DATA TO USE:

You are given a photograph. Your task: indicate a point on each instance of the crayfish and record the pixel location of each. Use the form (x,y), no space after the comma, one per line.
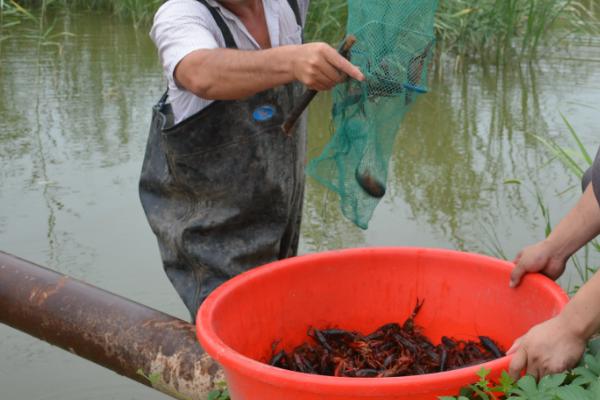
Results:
(392,350)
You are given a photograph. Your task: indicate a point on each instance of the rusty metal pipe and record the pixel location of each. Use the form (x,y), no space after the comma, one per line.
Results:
(133,340)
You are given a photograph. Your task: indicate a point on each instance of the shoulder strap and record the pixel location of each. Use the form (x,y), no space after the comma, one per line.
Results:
(227,35)
(296,9)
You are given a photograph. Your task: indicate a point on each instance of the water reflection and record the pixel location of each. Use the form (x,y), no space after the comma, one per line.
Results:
(73,127)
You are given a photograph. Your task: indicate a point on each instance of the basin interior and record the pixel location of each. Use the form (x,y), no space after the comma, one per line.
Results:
(465,295)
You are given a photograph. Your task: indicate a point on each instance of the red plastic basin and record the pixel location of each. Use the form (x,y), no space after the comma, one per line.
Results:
(466,295)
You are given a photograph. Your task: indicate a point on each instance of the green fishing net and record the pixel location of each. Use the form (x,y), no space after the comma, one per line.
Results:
(394,45)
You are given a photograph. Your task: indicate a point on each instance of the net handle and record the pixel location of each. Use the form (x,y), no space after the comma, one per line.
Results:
(310,94)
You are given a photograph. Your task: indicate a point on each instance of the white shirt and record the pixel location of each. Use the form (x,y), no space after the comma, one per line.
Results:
(183,26)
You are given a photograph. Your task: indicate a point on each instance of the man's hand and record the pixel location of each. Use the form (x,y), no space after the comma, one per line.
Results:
(541,257)
(548,348)
(320,67)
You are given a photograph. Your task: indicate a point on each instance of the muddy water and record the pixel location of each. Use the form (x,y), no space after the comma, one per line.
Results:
(467,174)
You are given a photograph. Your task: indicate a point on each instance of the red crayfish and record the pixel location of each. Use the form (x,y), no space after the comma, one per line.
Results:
(392,350)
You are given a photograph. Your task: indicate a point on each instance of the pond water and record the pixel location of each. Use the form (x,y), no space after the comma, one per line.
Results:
(73,126)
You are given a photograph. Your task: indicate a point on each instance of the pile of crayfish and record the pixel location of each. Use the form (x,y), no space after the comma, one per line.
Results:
(392,350)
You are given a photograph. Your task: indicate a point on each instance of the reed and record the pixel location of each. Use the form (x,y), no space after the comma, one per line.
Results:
(491,30)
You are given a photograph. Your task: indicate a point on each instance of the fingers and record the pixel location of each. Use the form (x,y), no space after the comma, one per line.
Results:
(516,275)
(345,66)
(514,347)
(518,363)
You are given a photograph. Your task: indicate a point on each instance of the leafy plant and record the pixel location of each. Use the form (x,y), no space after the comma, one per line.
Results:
(581,383)
(221,393)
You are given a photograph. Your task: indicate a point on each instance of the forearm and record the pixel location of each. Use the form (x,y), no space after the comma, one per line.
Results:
(225,74)
(582,313)
(581,225)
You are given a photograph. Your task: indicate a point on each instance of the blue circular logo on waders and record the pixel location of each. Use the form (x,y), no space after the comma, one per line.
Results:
(264,113)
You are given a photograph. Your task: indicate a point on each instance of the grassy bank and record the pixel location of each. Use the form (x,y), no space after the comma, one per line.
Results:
(493,30)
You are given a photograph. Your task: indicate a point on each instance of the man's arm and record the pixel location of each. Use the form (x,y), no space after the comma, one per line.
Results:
(549,256)
(225,74)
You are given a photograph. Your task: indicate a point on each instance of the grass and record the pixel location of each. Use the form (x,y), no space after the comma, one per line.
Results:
(501,30)
(489,30)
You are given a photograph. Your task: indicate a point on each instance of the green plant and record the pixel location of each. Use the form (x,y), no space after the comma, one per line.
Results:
(577,160)
(581,383)
(221,393)
(499,30)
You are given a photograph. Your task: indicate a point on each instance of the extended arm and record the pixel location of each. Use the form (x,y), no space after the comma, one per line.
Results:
(224,74)
(549,256)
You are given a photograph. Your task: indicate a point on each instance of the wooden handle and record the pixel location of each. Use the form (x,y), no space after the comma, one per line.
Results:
(310,94)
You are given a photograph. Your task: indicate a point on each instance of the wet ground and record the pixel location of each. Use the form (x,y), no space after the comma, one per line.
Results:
(467,173)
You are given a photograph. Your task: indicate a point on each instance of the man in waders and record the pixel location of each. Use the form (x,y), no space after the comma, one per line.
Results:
(221,185)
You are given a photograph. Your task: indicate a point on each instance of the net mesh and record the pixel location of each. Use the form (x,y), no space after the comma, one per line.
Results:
(394,45)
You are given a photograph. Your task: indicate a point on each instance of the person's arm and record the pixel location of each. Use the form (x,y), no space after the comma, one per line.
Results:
(557,344)
(549,256)
(224,74)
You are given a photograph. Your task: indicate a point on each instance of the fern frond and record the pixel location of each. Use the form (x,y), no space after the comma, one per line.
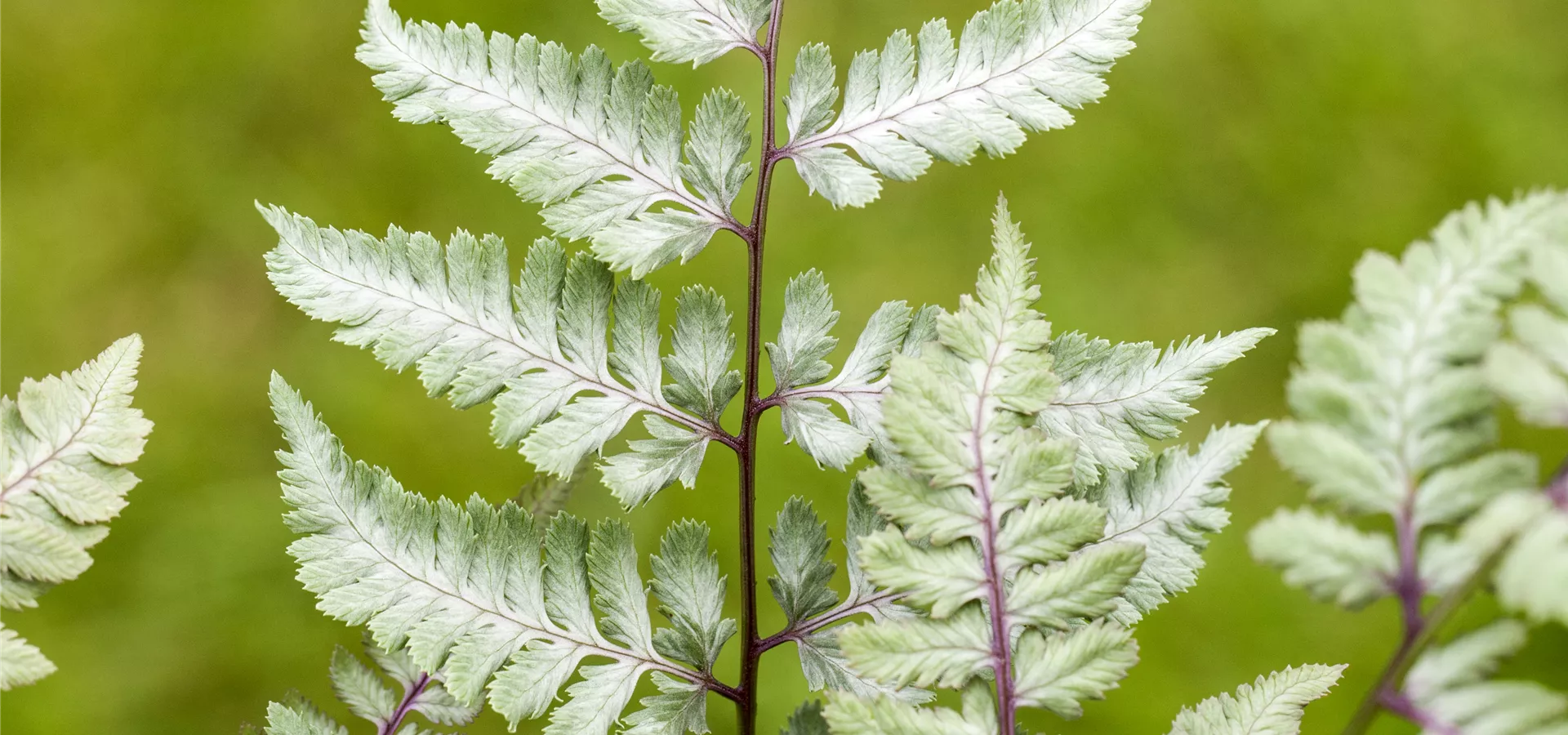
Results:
(1271,706)
(1450,685)
(1114,399)
(813,608)
(1000,580)
(802,375)
(368,693)
(1169,505)
(65,443)
(690,30)
(535,350)
(463,590)
(1392,411)
(1018,66)
(1332,560)
(1530,368)
(598,148)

AIM:
Your task is to repeat the material above exactly, without its pictures.

OUTPUT FOR THIS TASK:
You are given a photograph. Your task: indicate a point on each instance of the crayfish and record the pixel location of each. Use the form (x,y), no space after the comma, one per line.
Results:
(392,350)
You are given a photograph. Your task: indicate a point on each instance of the rusty metal pipe and record the pixel location of each. Use the form (x,y), no space after the comma, one per line.
Results:
(133,340)
You are given a photograph. Your task: indicate a point on each instance of the shoulder strap and record the pixel location of each. Use the form (x,y), no space after the comma, one per line.
Results:
(227,35)
(296,9)
You are given a photograph. Your task: indicate a point on each instance of the water reflection and record the pixel location of each. Use the form (x,y), no space after the comma, one per line.
Results:
(73,127)
You are given a photograph. Your task: indicate a point on each instance of the basin interior and record the pixel location of each. Use the form (x,y), no space after the comma, one per line.
Results:
(465,295)
You are given a photograph. Your task: indicate a point on each instance of the red plastic basin and record the pixel location of each. Use the form (x,y), no space after the comma, one per line.
Results:
(466,295)
You are given a photograph. Your task: indicate a point on each instance of the green fishing net and record the pixel location of each. Use the form (x,y), no space after the comma, one per line.
Results:
(394,45)
You are given a photograph. Your task: indicate a point on each instance of the net handle and record the pixel location of each. Use the form (x,y), no space after the comma, one per line.
Results:
(310,94)
You are given a photograph. Your task: indicate a point on each instance of the white shirt and record the pixel location of each. Use the form (x,y), no space after the comma, one per line.
Results:
(183,26)
You are given a photograph. Your task: indicate a point on each instance of the man's hand and record the pixel location of each. Use the form (x,y), no space after the comma, one per line.
Results:
(541,257)
(548,348)
(320,67)
You are given a photograph. Your task: indicate a point on each instance of the muddy water and record the pixel location of each. Use the form (x,y), no space after the comma, one per line.
Results:
(467,174)
You are given a photograph. Your task: indicate a point on each instance of the red crayfish and record the pixel location of each. Use the form (x,y), no space after the comma, one per line.
Results:
(392,350)
You are given a photograph. Your task: indicate a point on each instance of the pond water and record the pixel location of each. Use the form (x,y), no space after the comma, one per line.
Results:
(73,126)
You are given a photograph. Your task: indicate a point on each instance of the pile of crayfish and record the pixel location of each. Use the form (x,y), no space after the comma, one per line.
Results:
(392,350)
You are given a photograph. Your task: indicate a point on each instance of the reed and record the pixel location of each. Use the form (x,y), no space after the comma, one per line.
Results:
(491,30)
You are given a photograph. Your task: indicate a point on each instance of the fingers and record the pixel location of each. Use the form (x,y), no space after the comma, one per line.
Results:
(516,275)
(345,66)
(514,347)
(518,363)
You are given a photograph. Your task: indicate a point on each instance of the leafy plant and record the pixel location of each. Use the form (x,y), no space after the comma, one per line.
Results:
(581,383)
(221,393)
You are given a photograph. Your task: indicate a point on each instance of the forearm and record the pixel location of each. Use the form (x,y), no space after the comma, one per line.
Results:
(225,74)
(582,313)
(581,225)
You are given a photograph. Your task: indicate a point on each instance of the blue circular logo on waders and record the pixel location of each. Use the form (x,y), no space after the comma, one per line.
Results:
(264,113)
You are given a photograph. Your task: indicate a point on each instance of the grassy bank and record the pixel location of each. Use the form (x,y), no space after the comma, one per line.
Results:
(493,30)
You are given a photograph. Your task: indicate a point on each instance of the man's arm and record the pixel location of each. Use the form (x,y), no space after the comma, one per line.
Results:
(549,256)
(225,74)
You are given a photograph. Your task: indicate a point on each instance of the grass and record the pixel location of each. Use the form (x,y), no space after the comma, one per line.
Results:
(501,30)
(489,30)
You are given a photograph. Your task: indicate a point on each instance of the green plant and record the pixel location of each. Use the form (x,y), no space after the comma, one per line.
Results:
(577,160)
(581,383)
(221,393)
(499,30)
You are given a photograph. Your task: indicate a point on each instance of the extended arm and record the pixel location of each. Use the form (x,y), no space after the comma, one per line.
Results:
(224,74)
(549,256)
You are given a photograph. Your task: indicate a point on each instance of the wooden handle and record the pixel location of each. Use the form (x,y), no space after the comma, one per line.
Results:
(310,94)
You are given a photograph. Your task: indicate a point on each instance of the wet ground and record the pixel location of each. Use the form (x,y), no space after the comma, one per line.
Results:
(467,173)
You are given a photograph. Your task: indicate a point on each instance of the man in waders and record the pixel location of each. Use the form (x,y), no space after the comma, one per line.
Results:
(221,185)
You are given a photograph. Your task: indicate a point on each instance of the net mesh and record the pixel location of each. Use the form (x,y), no space after the comma, one per line.
Results:
(394,45)
You are given a photograph. Your task: indicate a point on each instance of the person's arm and record the pixel location of each. Use the form (x,y), no space after the comma, one per line.
Results:
(557,344)
(549,256)
(224,74)
You are given a photograph. Your task: indicate a point on each instance of the fern frond and record the pixel location of each. Use the form (x,y), no space after the comma, one per line.
Results:
(1271,706)
(1450,685)
(1114,399)
(813,608)
(1000,580)
(802,375)
(368,693)
(1169,505)
(65,443)
(690,30)
(535,350)
(463,590)
(1392,411)
(1018,66)
(1332,560)
(1530,368)
(598,148)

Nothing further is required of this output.